#### COMPITO DA SVOLGERE:
Rispondi alle domande sul brano relativo all'arresto di Mahmoud Ezzat:
1. In quale giorno le forze di sicurezza egiziane hanno arrestato Mahmoud Ezzat?
2. Da quale anno si trova in carcere la Guida Generale Muhammad Badi'e?
3. Sotto le presidenze di chi Ezzat ha trascorso numerosi anni in prigione?

Le forze di Sicurezza egiziane hanno arrestato venerdì 28 Agosto Mahmoud Ezzat,  uno dei massimi leader dei Fratelli Musulmani, che rivestiva il ruolo di leader ad interim del gruppo. La Guida Generale, Muhammad Badi’e è in carcere dal 2013 e Ezzat ne aveva preso il posto ai vertici della Confraternita. 

Ezzat, ha già ricevuto due condanne a morte in contumacia e un ergastolo con svariate e spesso fantasiose accuse, tra cui “partecipazione alla gestione di un’organizzazione terroristica”, “collaborazione con gruppi terroristici armati” e “pericolo per le fondamenta dello Stato”.

L’unico leader storico ad essere rimasto in libertà

Membro della Confraternita dagli anni ’60, ha già trascorso numerosi anni in prigione sotto le presidenze di Gamal Abdel Nasser e Hosni Mubarak, ed è stato più volte leader ad interim dell’organizzazione. Dopo l’ondata di arresti che ha falcidiato la Fratellanza, Ezzat era l’unico leader storico ad essere rimasto in libertà all’interno dell’Egitto, giocando un ruolo di primo piano come anello di congiunzione tra la leadership in esilio e i militanti in Egitto.

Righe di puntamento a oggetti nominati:
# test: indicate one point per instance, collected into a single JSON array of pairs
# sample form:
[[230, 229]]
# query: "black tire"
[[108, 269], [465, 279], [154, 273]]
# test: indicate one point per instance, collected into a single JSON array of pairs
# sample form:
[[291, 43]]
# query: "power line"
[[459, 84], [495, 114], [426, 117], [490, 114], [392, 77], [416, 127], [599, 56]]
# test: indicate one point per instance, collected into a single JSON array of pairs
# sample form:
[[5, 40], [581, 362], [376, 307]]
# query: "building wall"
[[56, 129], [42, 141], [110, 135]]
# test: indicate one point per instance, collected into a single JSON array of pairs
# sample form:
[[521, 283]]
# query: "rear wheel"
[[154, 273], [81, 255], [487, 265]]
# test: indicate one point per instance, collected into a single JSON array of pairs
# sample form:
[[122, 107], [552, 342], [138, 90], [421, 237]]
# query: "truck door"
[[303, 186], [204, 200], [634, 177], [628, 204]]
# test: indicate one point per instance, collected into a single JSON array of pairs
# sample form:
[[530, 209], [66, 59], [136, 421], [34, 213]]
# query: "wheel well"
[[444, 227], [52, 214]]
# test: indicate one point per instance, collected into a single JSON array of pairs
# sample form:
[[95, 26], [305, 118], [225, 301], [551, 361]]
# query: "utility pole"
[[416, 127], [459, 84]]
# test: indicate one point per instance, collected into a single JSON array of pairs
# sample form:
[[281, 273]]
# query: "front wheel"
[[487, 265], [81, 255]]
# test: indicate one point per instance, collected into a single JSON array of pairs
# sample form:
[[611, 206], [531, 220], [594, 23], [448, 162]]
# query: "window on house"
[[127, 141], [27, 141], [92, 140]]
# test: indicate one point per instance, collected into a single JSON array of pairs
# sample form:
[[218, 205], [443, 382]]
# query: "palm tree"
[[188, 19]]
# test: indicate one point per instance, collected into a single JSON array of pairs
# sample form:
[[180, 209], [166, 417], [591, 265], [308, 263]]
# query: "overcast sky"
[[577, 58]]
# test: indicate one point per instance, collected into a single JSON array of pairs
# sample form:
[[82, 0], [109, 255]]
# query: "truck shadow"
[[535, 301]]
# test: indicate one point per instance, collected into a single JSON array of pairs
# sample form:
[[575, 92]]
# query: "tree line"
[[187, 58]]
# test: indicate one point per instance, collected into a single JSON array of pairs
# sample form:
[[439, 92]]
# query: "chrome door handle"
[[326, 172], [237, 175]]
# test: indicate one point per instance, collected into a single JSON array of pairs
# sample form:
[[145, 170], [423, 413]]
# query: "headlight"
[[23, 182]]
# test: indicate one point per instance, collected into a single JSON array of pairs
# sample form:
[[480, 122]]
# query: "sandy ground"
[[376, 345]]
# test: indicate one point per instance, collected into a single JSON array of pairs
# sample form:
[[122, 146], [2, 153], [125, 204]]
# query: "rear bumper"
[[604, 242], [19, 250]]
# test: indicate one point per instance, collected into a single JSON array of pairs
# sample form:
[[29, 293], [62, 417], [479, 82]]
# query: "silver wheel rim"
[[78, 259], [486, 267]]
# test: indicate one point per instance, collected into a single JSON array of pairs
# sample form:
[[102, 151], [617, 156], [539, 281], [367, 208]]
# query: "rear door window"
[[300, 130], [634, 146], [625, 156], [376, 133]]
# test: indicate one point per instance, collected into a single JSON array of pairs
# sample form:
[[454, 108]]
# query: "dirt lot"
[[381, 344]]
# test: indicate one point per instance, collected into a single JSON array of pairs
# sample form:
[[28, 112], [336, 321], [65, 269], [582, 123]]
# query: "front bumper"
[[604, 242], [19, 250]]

#### RISPOSTA FINALE:
1. Venerdì 28 agosto.
2. Dal 2013.
3. Sotto le presidenze di Gamal Abdel Nasser e Hosni Mubarak.